**Source:**
Thursday, September 21, 2017

The Wendell Berry Quote I Can't Shake from My Head

Wendell Berry, in his essay God and Country (in What People Are For, 1988):
Organized Christianity seems, in general, to have made peace with "the economy" by divorcing itself from economic issues, and this, I think, has proved to be a disaster, both religious and economic. The reason for this, on the side of religion, is suggested by the adjective "organized." It is clearly possible that, in the condition of the world as the world now is, organization can force upon an institution a character that is alien or even antithetical to it. The organized church comes immediately under compulsion to think of itself, and identify itself to the world, not as an institution synonymous with its truth and its membership, but as a hodgepodge of funds, properties, projects, and offices, all urgently requiring economic support. The organized church makes peace with a destructive economy and divorces itself from economic issues because it is economically compelled to do so. Like any other public institution so organized, the organized church is dependent on the "economy"; it cannot survive apart from those economic practices that its truth forbids and that its vocation is to correct. If it comes to a choice between the extermination of the fowls of the air and the lilies of the field and the extermination of a building fund, the organized church will elect - indeed, has already elected - to save the building fund. The irony is compounded and made harder to bear by the fact that the building fund can be preserved by crude applications of money, but the fowl of the air and the lilies of the field can be preserved only by true religion, by the practice of a proper love and respect for them as the creatures of God.
So, on the one hand, Berry's words could be read (though I believe it would be a misreading) to suggest that church that is true to itself doesn't have bills or financial concerns. In other words, one could walk away from Berry's challenging thesis bent toward an overly spiritualized gnosticism that is simply the mirror opposite of the one Berry is naming.

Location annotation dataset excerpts
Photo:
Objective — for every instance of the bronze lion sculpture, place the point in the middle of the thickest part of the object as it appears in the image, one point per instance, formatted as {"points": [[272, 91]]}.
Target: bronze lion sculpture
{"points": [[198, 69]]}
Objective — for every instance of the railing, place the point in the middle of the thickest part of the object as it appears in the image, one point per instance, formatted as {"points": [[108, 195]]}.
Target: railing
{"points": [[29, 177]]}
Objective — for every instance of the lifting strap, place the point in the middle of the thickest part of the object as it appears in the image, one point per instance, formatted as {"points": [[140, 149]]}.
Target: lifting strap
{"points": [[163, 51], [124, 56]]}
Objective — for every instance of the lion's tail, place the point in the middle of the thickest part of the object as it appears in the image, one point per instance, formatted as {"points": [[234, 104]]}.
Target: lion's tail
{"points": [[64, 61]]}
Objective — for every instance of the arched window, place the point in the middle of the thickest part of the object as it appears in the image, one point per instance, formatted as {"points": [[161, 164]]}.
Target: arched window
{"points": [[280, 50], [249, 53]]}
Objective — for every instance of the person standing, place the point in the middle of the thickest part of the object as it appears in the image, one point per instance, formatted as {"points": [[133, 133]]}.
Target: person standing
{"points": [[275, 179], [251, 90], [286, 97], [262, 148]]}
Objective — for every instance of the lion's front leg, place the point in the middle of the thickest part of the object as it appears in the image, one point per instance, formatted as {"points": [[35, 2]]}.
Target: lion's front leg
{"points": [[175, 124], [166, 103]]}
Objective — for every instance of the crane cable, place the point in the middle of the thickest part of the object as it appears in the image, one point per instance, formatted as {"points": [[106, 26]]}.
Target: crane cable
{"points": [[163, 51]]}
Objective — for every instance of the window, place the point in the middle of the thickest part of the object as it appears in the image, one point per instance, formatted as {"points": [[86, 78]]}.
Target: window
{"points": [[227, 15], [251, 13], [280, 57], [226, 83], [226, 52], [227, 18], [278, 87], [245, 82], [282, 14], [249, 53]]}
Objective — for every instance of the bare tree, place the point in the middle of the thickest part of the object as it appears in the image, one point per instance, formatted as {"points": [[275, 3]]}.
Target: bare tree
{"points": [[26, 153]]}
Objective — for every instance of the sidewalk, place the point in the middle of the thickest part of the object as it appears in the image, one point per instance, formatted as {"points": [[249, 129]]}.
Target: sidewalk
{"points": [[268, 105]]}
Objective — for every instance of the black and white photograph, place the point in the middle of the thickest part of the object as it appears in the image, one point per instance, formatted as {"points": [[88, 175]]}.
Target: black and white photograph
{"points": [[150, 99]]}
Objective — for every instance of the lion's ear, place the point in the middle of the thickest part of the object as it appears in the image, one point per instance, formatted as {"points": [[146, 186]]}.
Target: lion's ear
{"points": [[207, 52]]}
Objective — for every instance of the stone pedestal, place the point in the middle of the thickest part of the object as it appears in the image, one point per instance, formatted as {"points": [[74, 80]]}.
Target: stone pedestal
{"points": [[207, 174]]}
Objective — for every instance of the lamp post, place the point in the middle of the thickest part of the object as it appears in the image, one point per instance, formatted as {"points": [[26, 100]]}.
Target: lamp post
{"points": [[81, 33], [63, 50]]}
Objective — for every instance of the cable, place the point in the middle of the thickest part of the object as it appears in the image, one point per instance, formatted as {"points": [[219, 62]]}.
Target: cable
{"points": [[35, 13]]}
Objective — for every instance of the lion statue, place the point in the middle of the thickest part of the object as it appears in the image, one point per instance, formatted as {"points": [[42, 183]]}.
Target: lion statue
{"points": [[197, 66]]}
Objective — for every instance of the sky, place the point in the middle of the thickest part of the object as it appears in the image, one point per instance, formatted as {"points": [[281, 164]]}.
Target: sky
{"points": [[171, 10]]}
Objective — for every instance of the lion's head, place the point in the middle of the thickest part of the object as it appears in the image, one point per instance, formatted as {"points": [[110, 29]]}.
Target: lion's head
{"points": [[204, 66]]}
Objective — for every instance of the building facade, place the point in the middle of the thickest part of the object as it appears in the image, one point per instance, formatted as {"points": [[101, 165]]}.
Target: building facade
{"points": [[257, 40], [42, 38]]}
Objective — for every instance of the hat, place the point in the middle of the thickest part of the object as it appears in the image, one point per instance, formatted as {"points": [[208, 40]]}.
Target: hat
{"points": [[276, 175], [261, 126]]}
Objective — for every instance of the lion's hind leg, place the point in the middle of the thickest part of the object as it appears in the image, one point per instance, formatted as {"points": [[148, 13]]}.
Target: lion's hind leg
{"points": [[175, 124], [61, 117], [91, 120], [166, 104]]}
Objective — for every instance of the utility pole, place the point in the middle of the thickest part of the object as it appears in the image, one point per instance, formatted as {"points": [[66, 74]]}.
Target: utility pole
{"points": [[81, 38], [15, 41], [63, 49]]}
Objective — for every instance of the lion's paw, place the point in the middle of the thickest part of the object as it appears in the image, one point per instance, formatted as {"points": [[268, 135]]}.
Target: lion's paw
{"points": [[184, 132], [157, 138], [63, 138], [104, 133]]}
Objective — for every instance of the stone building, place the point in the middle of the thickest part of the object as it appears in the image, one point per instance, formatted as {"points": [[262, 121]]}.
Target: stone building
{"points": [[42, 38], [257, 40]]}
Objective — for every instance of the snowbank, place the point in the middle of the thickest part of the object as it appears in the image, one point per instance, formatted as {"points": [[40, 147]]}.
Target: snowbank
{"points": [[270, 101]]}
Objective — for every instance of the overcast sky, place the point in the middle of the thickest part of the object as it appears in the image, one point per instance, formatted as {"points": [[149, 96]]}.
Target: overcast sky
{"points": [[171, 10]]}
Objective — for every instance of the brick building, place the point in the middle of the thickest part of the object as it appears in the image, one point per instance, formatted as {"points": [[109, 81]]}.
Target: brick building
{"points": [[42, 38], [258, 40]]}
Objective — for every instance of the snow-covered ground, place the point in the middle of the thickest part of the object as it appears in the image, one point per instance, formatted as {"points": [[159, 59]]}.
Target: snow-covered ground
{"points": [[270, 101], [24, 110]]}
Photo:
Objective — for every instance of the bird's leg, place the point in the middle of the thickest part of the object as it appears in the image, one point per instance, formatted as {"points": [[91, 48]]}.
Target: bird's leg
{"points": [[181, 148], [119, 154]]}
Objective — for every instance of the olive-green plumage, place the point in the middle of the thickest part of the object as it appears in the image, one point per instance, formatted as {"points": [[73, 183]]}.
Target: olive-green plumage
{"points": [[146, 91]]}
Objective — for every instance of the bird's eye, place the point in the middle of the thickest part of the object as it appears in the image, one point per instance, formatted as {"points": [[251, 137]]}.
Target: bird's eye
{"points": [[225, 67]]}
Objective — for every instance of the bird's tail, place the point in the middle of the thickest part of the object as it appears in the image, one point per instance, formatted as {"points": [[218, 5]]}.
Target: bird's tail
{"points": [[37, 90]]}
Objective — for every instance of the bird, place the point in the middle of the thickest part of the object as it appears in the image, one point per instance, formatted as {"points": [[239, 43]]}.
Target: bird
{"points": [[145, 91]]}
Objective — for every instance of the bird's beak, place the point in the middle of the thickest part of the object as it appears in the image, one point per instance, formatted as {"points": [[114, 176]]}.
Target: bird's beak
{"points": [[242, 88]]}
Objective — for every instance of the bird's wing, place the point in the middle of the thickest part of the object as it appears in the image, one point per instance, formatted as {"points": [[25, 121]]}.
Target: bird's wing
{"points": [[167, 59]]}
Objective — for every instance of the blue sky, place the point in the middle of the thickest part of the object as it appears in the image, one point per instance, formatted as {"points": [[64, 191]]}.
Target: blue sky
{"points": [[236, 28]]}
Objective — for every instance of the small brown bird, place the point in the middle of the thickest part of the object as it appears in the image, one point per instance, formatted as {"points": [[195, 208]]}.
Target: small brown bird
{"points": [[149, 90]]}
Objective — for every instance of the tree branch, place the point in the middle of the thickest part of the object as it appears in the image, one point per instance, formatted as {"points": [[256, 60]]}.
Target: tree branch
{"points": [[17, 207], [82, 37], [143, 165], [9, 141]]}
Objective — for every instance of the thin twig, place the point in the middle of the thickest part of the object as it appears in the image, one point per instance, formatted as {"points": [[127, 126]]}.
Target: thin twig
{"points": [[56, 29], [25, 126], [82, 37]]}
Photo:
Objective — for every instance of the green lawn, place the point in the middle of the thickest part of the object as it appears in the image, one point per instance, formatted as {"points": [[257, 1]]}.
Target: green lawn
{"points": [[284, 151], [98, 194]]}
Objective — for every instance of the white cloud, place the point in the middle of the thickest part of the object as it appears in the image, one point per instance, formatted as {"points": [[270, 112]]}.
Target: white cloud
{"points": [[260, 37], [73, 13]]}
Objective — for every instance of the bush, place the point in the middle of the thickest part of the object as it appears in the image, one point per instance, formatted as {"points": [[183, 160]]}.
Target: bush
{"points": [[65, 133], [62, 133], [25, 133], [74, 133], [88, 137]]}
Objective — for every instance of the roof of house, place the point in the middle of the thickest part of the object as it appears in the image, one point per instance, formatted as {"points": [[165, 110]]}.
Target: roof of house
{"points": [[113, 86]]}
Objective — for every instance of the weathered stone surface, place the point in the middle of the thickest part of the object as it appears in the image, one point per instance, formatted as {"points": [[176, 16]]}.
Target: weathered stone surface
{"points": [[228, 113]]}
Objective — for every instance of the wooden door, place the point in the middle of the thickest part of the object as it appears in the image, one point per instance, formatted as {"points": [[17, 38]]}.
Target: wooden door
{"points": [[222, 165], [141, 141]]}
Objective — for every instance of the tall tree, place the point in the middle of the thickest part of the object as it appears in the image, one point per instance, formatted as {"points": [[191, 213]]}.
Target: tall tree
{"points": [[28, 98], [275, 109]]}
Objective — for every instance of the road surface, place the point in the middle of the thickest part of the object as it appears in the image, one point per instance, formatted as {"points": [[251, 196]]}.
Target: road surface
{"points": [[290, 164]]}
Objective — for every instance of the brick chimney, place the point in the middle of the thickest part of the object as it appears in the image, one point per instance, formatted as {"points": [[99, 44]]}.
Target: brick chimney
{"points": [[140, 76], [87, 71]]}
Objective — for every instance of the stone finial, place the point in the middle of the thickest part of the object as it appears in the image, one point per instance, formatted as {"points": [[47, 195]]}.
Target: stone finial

**Problems and tasks:**
1. According to the passage quoted in the blog post, what will the organized church choose to save?
2. Recast part of the entries as a JSON list of strings, one string per line with blank lines omitted: begin at the line that contains "Objective — for every instance of the wooden" and stop after the line that contains "Target: wooden door".

**Final answers:**
1. The building fund.

2.
[
  "Objective — for every instance of the wooden door, place the point in the middle of the thickest part of the object as it appears in the image, one point per instance, formatted as {\"points\": [[17, 38]]}.",
  "Target: wooden door"
]